▶ Records in a dataset

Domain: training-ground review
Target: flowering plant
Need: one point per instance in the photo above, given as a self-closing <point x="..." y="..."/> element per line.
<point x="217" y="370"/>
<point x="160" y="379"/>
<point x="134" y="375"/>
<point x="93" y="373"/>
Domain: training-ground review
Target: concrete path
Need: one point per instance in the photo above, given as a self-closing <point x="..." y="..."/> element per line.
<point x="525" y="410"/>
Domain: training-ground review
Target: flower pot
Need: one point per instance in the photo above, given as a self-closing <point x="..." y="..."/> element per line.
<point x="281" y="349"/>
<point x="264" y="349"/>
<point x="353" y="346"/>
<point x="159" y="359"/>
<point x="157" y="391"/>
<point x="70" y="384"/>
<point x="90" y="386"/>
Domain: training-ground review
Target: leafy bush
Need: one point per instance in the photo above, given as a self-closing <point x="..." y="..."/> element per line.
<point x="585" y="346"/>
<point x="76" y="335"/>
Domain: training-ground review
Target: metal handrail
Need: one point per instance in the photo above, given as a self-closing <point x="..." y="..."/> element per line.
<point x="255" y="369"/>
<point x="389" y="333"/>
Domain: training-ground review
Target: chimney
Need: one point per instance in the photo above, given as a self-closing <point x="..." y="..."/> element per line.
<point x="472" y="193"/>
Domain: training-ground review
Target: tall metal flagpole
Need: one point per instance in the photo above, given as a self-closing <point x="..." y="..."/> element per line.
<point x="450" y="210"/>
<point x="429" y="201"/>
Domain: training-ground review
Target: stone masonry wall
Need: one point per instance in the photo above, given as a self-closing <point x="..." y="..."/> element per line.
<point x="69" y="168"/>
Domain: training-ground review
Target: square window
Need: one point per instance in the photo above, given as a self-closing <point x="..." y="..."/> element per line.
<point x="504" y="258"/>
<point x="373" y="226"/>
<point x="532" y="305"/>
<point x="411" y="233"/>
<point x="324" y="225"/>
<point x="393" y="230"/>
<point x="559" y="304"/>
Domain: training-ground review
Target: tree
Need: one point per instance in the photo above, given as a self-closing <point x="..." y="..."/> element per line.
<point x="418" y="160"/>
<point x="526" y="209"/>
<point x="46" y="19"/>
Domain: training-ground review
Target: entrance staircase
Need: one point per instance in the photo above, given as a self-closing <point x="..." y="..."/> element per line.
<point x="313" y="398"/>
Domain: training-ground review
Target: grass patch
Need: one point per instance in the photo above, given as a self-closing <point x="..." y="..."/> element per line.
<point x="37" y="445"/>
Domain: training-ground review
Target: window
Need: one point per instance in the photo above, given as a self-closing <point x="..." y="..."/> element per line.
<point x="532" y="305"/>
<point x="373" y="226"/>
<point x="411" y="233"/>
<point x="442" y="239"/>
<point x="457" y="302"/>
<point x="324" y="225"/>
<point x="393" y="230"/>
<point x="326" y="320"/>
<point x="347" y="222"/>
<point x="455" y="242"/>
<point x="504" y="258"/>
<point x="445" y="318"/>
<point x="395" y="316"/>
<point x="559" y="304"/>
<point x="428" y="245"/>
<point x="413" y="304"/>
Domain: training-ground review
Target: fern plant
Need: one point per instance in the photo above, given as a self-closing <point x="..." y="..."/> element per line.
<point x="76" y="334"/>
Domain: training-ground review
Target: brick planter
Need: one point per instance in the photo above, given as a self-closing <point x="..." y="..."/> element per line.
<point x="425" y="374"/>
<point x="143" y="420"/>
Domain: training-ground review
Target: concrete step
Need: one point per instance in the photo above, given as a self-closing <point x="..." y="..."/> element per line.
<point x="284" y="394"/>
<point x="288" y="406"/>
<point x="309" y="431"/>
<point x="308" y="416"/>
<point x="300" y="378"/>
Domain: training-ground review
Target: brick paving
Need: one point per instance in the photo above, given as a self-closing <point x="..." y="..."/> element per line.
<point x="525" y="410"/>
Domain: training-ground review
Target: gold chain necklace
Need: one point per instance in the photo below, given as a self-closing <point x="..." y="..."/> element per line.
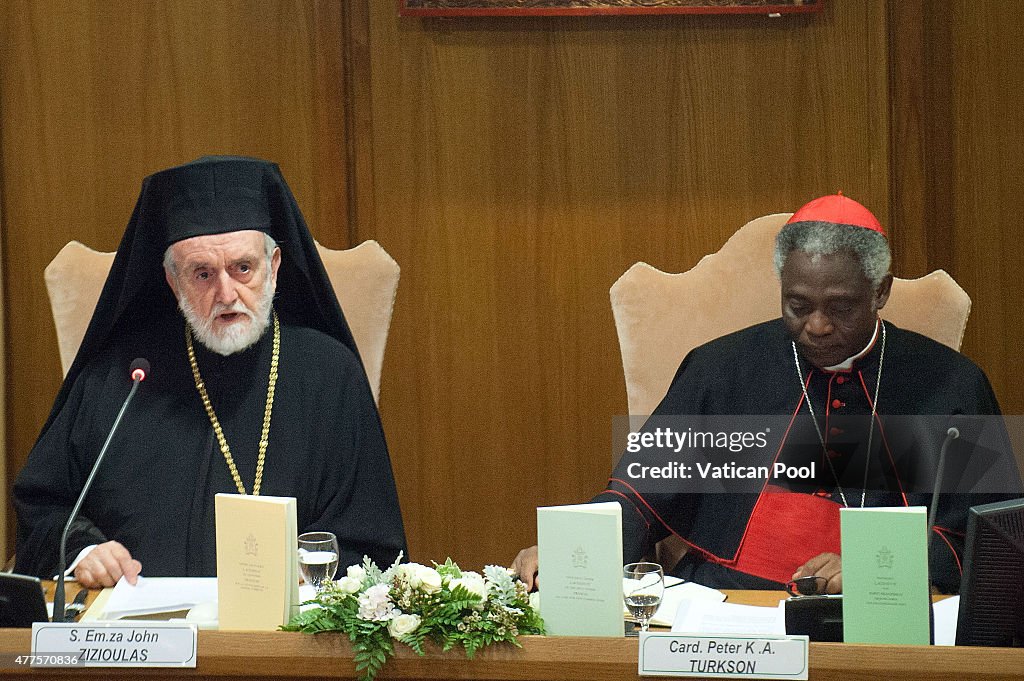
<point x="870" y="425"/>
<point x="264" y="435"/>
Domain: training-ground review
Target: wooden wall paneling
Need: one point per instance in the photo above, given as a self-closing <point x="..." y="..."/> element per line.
<point x="359" y="117"/>
<point x="521" y="166"/>
<point x="987" y="184"/>
<point x="95" y="95"/>
<point x="922" y="140"/>
<point x="3" y="382"/>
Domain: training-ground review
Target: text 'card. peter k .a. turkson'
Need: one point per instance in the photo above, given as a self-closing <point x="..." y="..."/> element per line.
<point x="580" y="552"/>
<point x="257" y="561"/>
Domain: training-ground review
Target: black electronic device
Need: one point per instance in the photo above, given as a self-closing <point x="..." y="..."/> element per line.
<point x="991" y="608"/>
<point x="22" y="600"/>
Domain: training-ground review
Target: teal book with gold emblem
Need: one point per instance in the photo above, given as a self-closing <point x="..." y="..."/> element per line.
<point x="886" y="597"/>
<point x="580" y="555"/>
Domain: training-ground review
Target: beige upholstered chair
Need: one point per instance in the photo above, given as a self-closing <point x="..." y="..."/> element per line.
<point x="365" y="279"/>
<point x="659" y="316"/>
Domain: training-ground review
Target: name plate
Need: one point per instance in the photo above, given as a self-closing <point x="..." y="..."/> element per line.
<point x="727" y="656"/>
<point x="114" y="644"/>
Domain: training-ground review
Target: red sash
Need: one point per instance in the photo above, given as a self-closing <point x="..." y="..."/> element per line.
<point x="784" y="531"/>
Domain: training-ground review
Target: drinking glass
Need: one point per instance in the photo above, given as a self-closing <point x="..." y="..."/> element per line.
<point x="317" y="557"/>
<point x="643" y="586"/>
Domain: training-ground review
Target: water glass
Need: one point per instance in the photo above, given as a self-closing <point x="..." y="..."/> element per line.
<point x="643" y="586"/>
<point x="317" y="557"/>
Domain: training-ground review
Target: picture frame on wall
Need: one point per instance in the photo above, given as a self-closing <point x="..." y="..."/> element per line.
<point x="599" y="7"/>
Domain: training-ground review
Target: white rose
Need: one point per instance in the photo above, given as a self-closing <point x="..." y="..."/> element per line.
<point x="402" y="625"/>
<point x="411" y="572"/>
<point x="349" y="585"/>
<point x="430" y="580"/>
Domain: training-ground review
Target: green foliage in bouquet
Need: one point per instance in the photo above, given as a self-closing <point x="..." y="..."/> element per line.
<point x="413" y="603"/>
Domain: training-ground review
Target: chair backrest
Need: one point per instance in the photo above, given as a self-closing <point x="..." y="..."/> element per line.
<point x="365" y="279"/>
<point x="660" y="316"/>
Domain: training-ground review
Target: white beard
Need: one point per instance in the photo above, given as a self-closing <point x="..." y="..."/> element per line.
<point x="235" y="337"/>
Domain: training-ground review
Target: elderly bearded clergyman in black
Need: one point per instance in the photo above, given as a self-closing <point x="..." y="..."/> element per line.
<point x="256" y="387"/>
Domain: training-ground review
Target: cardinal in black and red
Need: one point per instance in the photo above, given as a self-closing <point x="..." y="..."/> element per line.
<point x="832" y="371"/>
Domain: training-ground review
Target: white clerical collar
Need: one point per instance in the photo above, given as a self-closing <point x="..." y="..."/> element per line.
<point x="846" y="365"/>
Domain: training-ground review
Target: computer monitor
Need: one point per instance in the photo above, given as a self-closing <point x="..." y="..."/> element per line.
<point x="991" y="609"/>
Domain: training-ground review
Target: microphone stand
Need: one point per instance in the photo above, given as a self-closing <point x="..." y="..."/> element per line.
<point x="58" y="594"/>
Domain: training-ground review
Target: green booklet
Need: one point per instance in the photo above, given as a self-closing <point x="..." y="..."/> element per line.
<point x="886" y="597"/>
<point x="580" y="551"/>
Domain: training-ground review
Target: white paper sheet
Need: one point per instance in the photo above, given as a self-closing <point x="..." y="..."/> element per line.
<point x="159" y="594"/>
<point x="946" y="612"/>
<point x="707" y="616"/>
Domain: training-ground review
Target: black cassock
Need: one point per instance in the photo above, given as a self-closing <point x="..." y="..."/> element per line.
<point x="754" y="539"/>
<point x="155" y="491"/>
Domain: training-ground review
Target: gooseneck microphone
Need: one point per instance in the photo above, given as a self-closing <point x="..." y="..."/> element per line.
<point x="139" y="370"/>
<point x="951" y="434"/>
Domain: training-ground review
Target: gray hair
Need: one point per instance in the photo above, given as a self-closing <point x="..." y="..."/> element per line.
<point x="815" y="238"/>
<point x="268" y="246"/>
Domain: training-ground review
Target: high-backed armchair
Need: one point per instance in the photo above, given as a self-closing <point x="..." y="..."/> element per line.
<point x="660" y="316"/>
<point x="365" y="279"/>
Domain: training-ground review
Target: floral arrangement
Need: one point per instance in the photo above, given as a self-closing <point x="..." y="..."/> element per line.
<point x="413" y="603"/>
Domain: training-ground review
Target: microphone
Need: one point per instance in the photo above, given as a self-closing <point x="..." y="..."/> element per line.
<point x="138" y="371"/>
<point x="951" y="433"/>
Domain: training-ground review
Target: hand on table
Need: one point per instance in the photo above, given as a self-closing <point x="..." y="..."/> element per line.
<point x="524" y="565"/>
<point x="105" y="564"/>
<point x="827" y="565"/>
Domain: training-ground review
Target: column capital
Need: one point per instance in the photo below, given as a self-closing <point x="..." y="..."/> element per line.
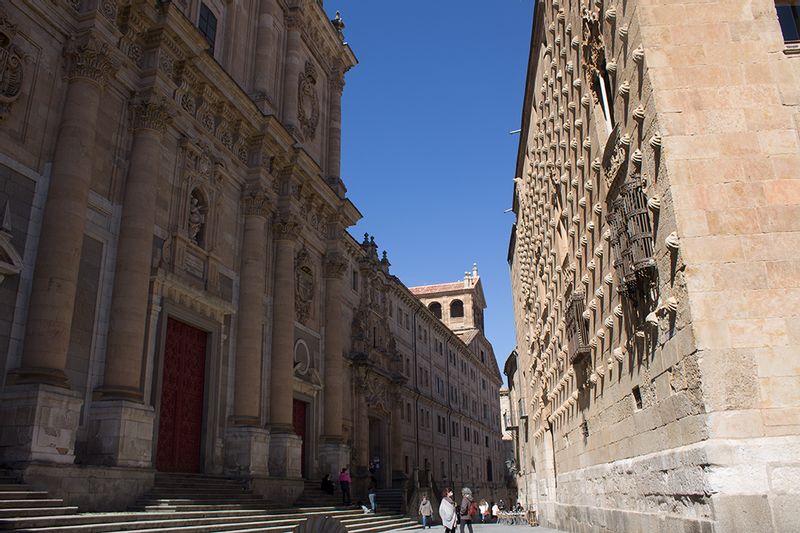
<point x="335" y="265"/>
<point x="256" y="202"/>
<point x="150" y="112"/>
<point x="287" y="227"/>
<point x="90" y="58"/>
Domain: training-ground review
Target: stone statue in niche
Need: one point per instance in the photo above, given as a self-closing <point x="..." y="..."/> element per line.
<point x="10" y="66"/>
<point x="308" y="102"/>
<point x="197" y="218"/>
<point x="304" y="286"/>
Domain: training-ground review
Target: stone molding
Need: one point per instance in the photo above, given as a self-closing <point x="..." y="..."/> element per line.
<point x="150" y="113"/>
<point x="335" y="265"/>
<point x="256" y="203"/>
<point x="287" y="227"/>
<point x="90" y="59"/>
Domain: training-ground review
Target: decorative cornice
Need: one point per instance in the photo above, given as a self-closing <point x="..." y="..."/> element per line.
<point x="150" y="113"/>
<point x="90" y="59"/>
<point x="335" y="265"/>
<point x="255" y="202"/>
<point x="287" y="227"/>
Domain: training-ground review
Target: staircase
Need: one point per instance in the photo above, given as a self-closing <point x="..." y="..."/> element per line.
<point x="186" y="503"/>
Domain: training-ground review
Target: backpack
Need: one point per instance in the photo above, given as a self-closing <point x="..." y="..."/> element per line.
<point x="472" y="509"/>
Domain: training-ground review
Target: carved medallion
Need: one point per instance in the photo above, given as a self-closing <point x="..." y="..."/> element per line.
<point x="308" y="102"/>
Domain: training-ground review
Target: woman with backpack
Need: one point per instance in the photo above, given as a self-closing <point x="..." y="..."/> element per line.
<point x="448" y="512"/>
<point x="467" y="509"/>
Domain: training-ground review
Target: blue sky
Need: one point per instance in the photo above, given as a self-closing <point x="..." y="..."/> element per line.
<point x="426" y="151"/>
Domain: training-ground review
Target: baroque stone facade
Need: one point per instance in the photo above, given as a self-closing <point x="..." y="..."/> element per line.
<point x="655" y="278"/>
<point x="178" y="288"/>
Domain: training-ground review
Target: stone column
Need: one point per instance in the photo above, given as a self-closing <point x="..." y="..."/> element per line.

▶ Task directions
Collect every line of the data above that contains the word "microphone", and list them in their original order.

▶ Exercise solution
Target: microphone stand
Target: gooseneck microphone
Target: microphone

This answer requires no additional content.